Supplied information:

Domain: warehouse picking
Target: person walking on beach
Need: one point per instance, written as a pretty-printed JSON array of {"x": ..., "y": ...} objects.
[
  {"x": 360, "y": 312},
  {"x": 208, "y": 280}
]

Problem: Repeat the records above line for line, without altering any character.

Result below:
Domain: warehouse picking
Target: person walking on beach
Need: one point per instance, written as a pretty-printed JSON array of {"x": ..., "y": ...} objects.
[
  {"x": 360, "y": 312},
  {"x": 208, "y": 280}
]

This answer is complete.